[QUESTIONS TO ANSWER]
**A)** Name every person identified by name in the description of the podcast episode about choosing not to have kids.
**B)** Pick up the podcast episode page about choosing not to have kids after its last line, and carry on the reader's list of parenting "greats."

[SOURCE DOCUMENT]
*** Begin section ***

11 – Kids are a no for me, an interview with Aaron Kapp

This episode takes a unit look at parenting – an interview with a man who wants to never be a parent. He and his wife have come to enjoy things in life that would be much more expensive and difficult with children. Troy and Seamus sit down with Aaron to learn more about his perspective. While we love our kids and wouldn’t trade them for anything, but you can kind of see where Aaron and his wife are coming from.

One thought on “11 – Kids are a no for me, an interview with Aaron Kapp

  1. Ten Random “Greats”
    If you stop and think about it, you could tally up tons of little “greats” throughout each and every day as a parent. Here are ten, drawn from just moments of reminiscing over the last 32 years:
    1) The first smile—and each and every smile thereafter.
    2) A from-the-toes loooong belch during a very quiet moment at church … prompting three teenage girls behind to nearly loose it while trying to stifle their laughter for the rest of mass.
    3) Staring at his baby foot with great intensity.
    4) New walkers … looking like they just had hip-replacement surgery.
    5) Making potions in the back yard—and with horror, refusing me a taste (because he had peed into the potion—which I did see him do from the back window … just couldn’t resist seeing his reaction if I requested a taste.).

*** End section ***

[SUPPLIED INFORMATION]
*** Begin section ***

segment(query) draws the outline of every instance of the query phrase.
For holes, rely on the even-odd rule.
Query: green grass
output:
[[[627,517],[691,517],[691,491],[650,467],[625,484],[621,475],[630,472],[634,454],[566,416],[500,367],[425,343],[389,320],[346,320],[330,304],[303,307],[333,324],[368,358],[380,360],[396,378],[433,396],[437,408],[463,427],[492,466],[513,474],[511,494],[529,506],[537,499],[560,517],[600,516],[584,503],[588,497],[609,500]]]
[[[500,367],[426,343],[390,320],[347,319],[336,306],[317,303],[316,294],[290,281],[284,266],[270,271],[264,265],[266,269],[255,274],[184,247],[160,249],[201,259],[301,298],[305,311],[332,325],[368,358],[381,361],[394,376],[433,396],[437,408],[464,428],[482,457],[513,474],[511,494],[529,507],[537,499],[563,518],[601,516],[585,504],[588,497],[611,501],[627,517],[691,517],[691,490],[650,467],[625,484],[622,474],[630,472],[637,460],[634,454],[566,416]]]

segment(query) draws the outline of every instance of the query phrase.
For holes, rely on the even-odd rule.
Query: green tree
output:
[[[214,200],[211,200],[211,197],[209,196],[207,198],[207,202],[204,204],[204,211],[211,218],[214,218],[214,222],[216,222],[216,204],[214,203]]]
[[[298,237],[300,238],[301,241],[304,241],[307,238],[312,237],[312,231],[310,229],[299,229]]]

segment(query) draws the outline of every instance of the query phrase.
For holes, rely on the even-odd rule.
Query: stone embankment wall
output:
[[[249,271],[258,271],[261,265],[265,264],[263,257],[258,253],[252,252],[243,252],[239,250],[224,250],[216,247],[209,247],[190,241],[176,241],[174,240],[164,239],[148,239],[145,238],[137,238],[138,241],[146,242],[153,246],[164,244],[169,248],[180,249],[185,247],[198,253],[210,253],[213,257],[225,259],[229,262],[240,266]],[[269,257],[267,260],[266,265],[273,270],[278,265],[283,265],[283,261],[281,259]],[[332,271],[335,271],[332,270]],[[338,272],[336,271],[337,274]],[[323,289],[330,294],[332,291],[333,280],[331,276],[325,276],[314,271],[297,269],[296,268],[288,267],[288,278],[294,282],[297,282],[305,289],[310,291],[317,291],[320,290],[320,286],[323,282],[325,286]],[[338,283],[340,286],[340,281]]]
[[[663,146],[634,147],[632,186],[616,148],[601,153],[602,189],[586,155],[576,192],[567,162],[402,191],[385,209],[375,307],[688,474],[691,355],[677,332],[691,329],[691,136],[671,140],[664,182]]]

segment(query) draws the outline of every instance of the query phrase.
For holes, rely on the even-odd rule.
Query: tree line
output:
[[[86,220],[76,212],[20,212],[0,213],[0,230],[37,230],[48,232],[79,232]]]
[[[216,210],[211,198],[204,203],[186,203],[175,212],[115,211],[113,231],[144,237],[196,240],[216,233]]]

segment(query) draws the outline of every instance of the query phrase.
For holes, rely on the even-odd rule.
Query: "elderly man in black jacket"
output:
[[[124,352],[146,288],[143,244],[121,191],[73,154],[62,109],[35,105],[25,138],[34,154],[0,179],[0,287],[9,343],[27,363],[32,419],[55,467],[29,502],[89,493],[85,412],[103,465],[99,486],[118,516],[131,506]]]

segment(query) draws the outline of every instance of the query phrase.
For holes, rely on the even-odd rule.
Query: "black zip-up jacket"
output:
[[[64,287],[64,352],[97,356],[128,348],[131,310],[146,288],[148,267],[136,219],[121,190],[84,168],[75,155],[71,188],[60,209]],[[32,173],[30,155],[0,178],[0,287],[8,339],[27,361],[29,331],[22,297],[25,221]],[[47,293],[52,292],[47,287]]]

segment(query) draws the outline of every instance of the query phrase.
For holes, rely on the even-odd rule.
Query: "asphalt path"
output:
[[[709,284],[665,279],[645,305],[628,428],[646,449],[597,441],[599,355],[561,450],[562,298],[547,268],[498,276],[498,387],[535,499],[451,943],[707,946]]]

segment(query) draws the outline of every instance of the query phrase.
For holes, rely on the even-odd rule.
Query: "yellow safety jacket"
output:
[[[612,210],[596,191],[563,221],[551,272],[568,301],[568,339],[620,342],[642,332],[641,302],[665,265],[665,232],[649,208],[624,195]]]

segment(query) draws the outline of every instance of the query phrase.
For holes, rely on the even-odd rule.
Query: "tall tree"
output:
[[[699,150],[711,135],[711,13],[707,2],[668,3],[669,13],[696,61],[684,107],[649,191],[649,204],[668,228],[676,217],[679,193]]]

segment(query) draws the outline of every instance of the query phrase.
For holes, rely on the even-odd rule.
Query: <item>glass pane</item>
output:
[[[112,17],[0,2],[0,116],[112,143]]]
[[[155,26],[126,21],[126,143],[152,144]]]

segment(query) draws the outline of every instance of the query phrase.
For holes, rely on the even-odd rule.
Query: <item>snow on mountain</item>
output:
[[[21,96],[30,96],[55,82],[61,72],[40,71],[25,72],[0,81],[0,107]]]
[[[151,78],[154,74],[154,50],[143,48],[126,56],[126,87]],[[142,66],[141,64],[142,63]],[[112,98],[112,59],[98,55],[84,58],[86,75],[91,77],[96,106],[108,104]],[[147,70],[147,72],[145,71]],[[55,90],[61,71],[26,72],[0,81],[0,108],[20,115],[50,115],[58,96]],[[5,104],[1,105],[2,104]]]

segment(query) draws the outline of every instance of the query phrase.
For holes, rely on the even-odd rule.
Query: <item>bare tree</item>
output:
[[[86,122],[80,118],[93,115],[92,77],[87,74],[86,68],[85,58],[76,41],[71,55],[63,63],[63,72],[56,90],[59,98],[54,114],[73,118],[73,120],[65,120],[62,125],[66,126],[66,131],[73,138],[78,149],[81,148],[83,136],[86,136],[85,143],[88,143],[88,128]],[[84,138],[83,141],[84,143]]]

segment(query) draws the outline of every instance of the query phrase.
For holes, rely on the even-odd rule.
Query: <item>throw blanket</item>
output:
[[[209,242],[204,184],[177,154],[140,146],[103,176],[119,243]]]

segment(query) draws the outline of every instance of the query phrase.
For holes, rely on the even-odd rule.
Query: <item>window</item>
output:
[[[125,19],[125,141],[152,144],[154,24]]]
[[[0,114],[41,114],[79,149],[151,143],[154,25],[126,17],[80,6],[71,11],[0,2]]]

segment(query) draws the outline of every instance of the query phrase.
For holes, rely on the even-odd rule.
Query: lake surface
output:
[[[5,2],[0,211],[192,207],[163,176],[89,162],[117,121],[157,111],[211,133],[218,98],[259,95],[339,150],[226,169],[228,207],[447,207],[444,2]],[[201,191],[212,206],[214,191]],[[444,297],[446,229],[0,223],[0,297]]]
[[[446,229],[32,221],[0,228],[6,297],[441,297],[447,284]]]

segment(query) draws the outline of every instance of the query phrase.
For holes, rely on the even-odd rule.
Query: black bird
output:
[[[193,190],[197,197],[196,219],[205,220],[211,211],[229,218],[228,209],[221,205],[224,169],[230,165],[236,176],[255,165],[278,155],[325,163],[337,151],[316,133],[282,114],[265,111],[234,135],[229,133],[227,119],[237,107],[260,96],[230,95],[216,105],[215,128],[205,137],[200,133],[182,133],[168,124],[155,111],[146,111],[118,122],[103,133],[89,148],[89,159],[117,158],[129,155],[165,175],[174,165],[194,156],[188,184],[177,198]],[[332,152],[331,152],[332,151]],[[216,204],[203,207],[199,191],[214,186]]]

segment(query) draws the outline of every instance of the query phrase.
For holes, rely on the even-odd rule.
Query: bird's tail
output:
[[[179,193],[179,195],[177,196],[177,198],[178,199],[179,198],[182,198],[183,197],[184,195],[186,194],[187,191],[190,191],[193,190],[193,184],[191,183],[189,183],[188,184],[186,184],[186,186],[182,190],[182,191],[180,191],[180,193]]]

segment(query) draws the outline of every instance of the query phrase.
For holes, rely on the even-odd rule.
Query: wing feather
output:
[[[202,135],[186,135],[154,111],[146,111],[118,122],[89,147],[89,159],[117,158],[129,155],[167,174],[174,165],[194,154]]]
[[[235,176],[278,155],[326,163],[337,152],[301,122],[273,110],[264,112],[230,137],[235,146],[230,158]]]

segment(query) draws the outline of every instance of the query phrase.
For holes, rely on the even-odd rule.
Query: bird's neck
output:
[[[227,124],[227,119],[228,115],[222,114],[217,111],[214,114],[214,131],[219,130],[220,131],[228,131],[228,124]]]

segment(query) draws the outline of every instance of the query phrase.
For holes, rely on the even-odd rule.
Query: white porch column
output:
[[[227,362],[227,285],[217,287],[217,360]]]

*** End section ***

[RESPONSE LIST]
**A)** Aaron Kapp, Troy, Seamus

**B)**
    6) Spontaneous “I love you Mammy!” proclamations in public.
    7) A thrilled kindergartener when he had to make a leprechaun trap for a school project.
    8) Watching band concerts, soccer games, theater productions, debate tournaments, etc. during High School years.
    9) During Parent Orientation for college, me resting by the pool with my feet soaking in the cool water of the blue pool, while the almost-college boy goes in to ask a few questions (example: would a tarantula be allowed in a dorm room if kept in a terrarium?). That feeling of his responsibilities getting heavier, while mine starting to diminish.
    10) Watching a child have children of his own … and getting fun time with grandchildren and see them yelp with delight when he walks through the door.
    I think Aaron is right … fatherhood is not for him. It truly is a long stretch of selfless focus and a long-term heavy-sharing of resources. And kids do cry sometimes. You have to be able to embrace that.
    But, I believe there is no shame in sharing your money with another human being, or tending to them when sick, or not being able to go on as many vacations. For many, there is something inexplicably deep, instinctive, and spiritual about new life and honoring the job of raising that life with great love and attention.